> DO THIS: Copy out exactly every line from the line containing "Mark the region of each instance of the flat" until the records below end, inclusive of both boundary lines.

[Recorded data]
────────

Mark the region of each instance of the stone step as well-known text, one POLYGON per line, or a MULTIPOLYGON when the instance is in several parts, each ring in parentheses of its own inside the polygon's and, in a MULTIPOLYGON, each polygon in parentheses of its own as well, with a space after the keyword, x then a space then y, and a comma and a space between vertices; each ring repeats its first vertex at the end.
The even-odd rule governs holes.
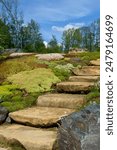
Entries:
POLYGON ((9 114, 17 123, 34 127, 51 127, 57 125, 62 116, 74 112, 73 109, 32 107, 9 114))
POLYGON ((90 61, 90 65, 92 65, 92 66, 100 66, 100 59, 90 61))
POLYGON ((83 66, 81 69, 74 68, 72 71, 77 76, 99 76, 100 66, 83 66))
POLYGON ((73 82, 96 82, 99 80, 99 76, 71 76, 69 81, 73 82))
POLYGON ((76 108, 85 103, 85 95, 79 94, 45 94, 38 97, 39 107, 76 108))
POLYGON ((15 124, 0 126, 2 143, 19 143, 26 150, 52 150, 56 137, 56 129, 38 129, 15 124))
POLYGON ((89 92, 94 82, 61 82, 57 84, 58 92, 79 93, 89 92))

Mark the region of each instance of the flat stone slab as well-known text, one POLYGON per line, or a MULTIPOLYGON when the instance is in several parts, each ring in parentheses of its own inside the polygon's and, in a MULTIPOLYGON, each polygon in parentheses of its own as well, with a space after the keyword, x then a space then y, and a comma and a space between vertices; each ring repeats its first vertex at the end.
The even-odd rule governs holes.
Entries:
POLYGON ((72 113, 74 110, 51 107, 32 107, 24 110, 12 112, 9 116, 15 122, 35 126, 51 127, 57 125, 62 116, 72 113))
POLYGON ((57 137, 56 129, 38 129, 22 125, 0 126, 0 141, 18 141, 26 150, 52 150, 57 137))
POLYGON ((61 82, 57 84, 57 91, 68 93, 87 92, 93 86, 94 82, 61 82))
POLYGON ((99 80, 99 76, 71 76, 69 81, 74 82, 96 82, 99 80))
POLYGON ((92 65, 92 66, 100 66, 100 59, 90 61, 90 65, 92 65))
POLYGON ((76 108, 85 103, 85 95, 79 94, 45 94, 38 97, 40 107, 76 108))
POLYGON ((50 53, 50 54, 38 54, 35 55, 40 60, 52 61, 52 60, 61 60, 64 58, 63 54, 60 53, 50 53))
POLYGON ((77 76, 99 76, 100 75, 99 66, 83 66, 81 69, 74 68, 72 71, 77 76))

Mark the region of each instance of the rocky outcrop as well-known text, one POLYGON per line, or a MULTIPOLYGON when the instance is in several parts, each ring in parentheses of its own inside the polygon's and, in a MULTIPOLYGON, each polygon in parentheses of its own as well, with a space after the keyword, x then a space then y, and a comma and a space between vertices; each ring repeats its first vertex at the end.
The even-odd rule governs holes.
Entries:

────────

> WRITTEN SOLUTION:
Mark the region of each instance of the flat stone slab as well-known text, one POLYGON per line, or a MULTIPOLYGON when the instance is in several parts, each ring in parentheses of its own inside the polygon's and, in a MULTIPOLYGON, each polygon in parentheses of its own as well, with a space after the keyword, x then a space then y, and a comma and a space between vertices; each ring repeats its first vertex at the end.
The even-odd rule governs holes.
Entries:
POLYGON ((72 113, 74 110, 51 107, 32 107, 24 110, 12 112, 9 116, 15 122, 35 126, 51 127, 57 125, 62 116, 72 113))
POLYGON ((57 137, 56 129, 38 129, 22 125, 0 126, 0 141, 18 141, 26 150, 52 150, 57 137))
POLYGON ((61 82, 57 84, 57 91, 68 93, 87 92, 93 86, 94 82, 61 82))
POLYGON ((99 80, 99 76, 71 76, 69 81, 74 82, 96 82, 99 80))
POLYGON ((92 65, 92 66, 100 66, 100 59, 90 61, 90 65, 92 65))
POLYGON ((76 108, 85 103, 85 95, 79 94, 45 94, 38 97, 40 107, 76 108))
POLYGON ((50 53, 50 54, 38 54, 35 55, 40 60, 52 61, 52 60, 61 60, 64 58, 63 54, 60 53, 50 53))
POLYGON ((77 76, 99 76, 100 75, 99 66, 83 66, 81 69, 74 68, 72 71, 77 76))

Mark the region of each instance of the rocky outcrop as well-known text, one POLYGON per line, or a MULTIPOLYGON when the instance is in several parts, each ring in parentheses of its own inside the polygon's and, in a MULTIPOLYGON, each polygon in parentheses of its own as well, with a space after the keyword, x then a space then y, and a comma and a space between vertices; each ring repeats its first vertex at the end.
The even-odd rule governs holes.
Entries:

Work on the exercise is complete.